▶ [Requirements]:
Which lines in the listing below contain the string "building" with the same capitalization? Identify each one and copy it out in full.

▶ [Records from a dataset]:
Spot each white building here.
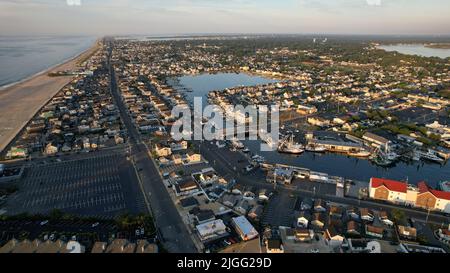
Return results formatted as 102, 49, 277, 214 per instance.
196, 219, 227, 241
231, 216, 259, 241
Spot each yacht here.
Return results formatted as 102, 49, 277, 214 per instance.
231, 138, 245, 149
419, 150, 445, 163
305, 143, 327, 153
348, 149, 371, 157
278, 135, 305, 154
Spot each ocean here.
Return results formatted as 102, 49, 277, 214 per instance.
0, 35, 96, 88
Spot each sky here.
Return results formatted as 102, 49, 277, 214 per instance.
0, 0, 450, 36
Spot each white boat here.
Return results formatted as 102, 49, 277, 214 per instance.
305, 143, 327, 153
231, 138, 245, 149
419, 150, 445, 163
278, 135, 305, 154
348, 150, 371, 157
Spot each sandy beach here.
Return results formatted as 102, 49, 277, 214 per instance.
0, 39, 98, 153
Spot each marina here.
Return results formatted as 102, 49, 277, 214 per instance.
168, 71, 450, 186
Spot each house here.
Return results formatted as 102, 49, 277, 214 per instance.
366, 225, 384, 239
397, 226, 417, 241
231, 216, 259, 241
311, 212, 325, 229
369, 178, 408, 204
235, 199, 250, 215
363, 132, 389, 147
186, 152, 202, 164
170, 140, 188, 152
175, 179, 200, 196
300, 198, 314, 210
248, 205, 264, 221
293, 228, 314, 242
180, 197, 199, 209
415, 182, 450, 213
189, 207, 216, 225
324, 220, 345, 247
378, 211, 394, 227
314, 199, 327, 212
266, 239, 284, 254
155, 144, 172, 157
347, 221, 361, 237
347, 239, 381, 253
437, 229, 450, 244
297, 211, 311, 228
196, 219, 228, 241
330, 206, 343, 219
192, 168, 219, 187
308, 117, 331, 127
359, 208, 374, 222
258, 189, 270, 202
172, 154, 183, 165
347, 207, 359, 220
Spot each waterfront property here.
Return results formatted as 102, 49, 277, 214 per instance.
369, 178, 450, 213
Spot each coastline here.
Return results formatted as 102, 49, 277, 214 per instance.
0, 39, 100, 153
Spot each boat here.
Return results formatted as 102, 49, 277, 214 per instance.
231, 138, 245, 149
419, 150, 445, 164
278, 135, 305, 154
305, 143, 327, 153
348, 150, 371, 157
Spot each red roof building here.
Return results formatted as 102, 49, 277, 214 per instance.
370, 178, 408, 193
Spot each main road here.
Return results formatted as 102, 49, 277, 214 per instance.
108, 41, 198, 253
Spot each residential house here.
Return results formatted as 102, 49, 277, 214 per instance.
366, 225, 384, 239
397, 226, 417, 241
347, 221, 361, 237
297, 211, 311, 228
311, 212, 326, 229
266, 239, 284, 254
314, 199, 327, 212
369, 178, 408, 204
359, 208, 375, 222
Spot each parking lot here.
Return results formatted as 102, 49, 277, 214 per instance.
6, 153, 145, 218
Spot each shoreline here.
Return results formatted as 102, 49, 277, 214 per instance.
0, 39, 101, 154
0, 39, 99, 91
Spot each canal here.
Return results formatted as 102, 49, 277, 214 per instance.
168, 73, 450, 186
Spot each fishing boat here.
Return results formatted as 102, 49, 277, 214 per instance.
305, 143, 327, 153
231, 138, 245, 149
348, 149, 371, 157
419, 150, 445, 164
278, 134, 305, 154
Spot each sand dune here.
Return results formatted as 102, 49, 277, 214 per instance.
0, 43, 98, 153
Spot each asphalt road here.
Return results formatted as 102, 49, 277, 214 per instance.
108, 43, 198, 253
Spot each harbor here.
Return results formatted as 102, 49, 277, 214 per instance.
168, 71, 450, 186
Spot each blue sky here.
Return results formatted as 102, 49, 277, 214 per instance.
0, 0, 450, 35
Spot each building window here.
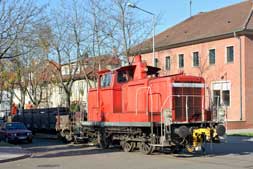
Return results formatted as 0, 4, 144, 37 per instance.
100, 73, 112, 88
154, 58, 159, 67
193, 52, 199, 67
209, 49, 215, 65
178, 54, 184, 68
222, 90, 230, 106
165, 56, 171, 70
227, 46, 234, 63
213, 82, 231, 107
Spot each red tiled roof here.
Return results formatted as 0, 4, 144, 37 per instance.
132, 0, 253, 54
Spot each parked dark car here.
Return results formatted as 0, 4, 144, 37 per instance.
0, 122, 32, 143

▶ [Solution for this problem]:
Spot each white building here.
Spot each red roof building here.
Spot each building window here.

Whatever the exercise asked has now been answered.